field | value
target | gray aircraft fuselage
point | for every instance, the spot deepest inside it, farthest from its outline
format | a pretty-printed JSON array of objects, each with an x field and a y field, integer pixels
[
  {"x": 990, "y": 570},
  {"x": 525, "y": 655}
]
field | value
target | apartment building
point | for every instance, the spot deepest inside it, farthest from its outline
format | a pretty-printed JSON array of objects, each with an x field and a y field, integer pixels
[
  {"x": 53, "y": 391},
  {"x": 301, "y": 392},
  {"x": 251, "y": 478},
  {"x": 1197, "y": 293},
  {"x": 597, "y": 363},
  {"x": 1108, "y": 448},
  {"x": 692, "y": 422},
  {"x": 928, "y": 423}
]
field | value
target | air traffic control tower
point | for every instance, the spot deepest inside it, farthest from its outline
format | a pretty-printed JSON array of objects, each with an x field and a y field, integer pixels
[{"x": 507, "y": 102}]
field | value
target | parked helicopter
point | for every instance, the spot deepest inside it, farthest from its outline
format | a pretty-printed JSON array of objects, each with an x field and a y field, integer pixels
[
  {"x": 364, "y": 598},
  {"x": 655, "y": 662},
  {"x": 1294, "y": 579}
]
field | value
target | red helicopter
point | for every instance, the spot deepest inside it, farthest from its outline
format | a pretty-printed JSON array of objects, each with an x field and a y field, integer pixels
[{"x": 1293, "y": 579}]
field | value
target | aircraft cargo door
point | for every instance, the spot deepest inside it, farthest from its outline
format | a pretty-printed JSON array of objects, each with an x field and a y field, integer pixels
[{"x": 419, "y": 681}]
=====
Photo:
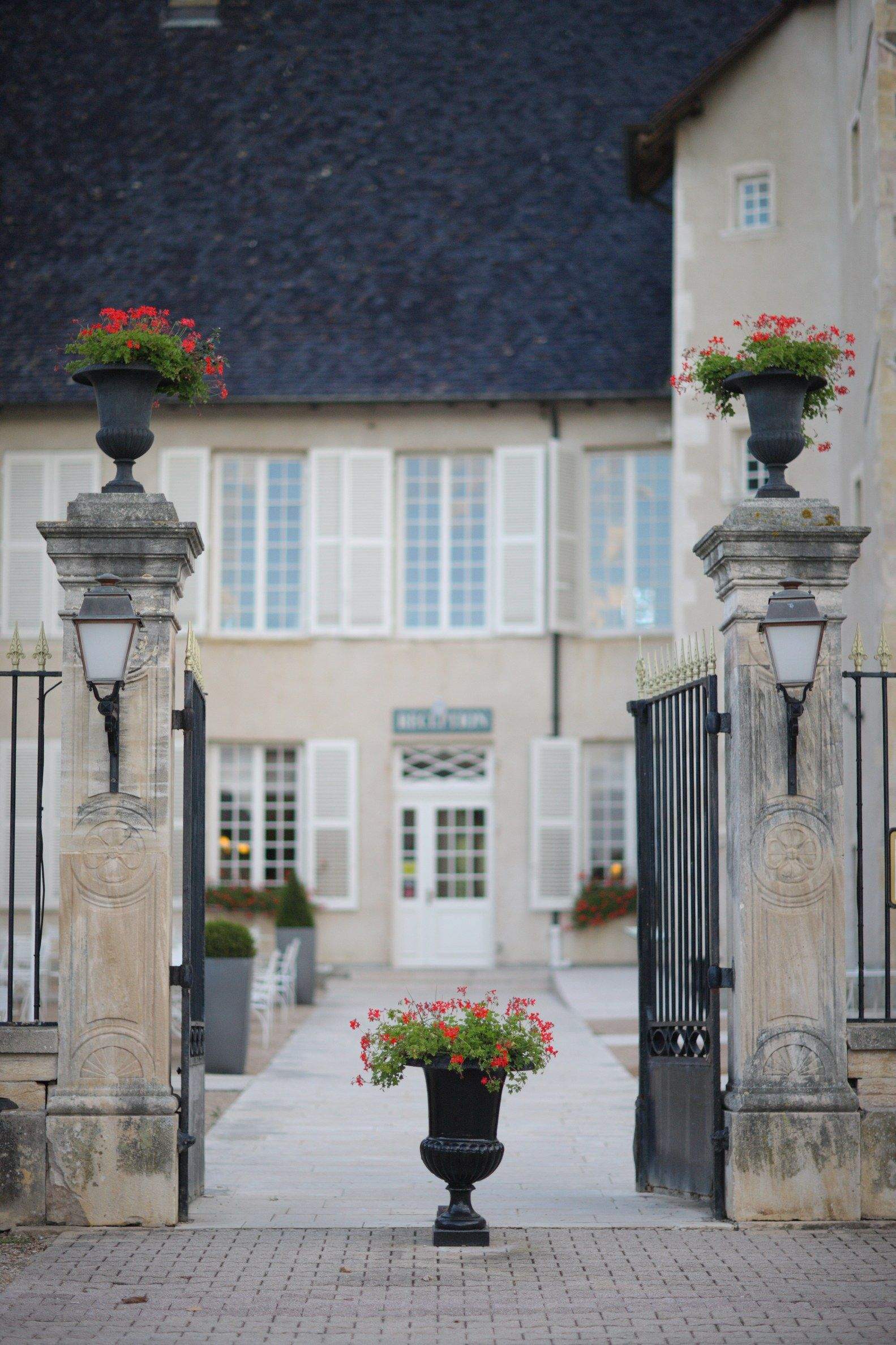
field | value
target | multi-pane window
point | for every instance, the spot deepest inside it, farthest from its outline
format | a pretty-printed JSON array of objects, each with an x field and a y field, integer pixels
=====
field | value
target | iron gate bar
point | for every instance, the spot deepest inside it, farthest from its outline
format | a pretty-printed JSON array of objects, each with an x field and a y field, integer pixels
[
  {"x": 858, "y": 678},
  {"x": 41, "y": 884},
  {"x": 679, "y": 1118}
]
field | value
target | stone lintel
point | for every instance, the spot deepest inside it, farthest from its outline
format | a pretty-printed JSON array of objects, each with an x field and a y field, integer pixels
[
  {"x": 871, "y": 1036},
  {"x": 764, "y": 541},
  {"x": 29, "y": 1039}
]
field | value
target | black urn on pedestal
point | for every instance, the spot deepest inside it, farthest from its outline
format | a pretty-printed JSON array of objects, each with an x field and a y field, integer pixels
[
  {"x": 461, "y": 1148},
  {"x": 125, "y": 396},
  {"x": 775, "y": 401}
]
=====
# [Aim]
Identify every line in the items above that contains the word "aircraft" and copy each of those lines.

# [Answer to the exercise]
target | gray aircraft fuselage
target | aircraft cargo door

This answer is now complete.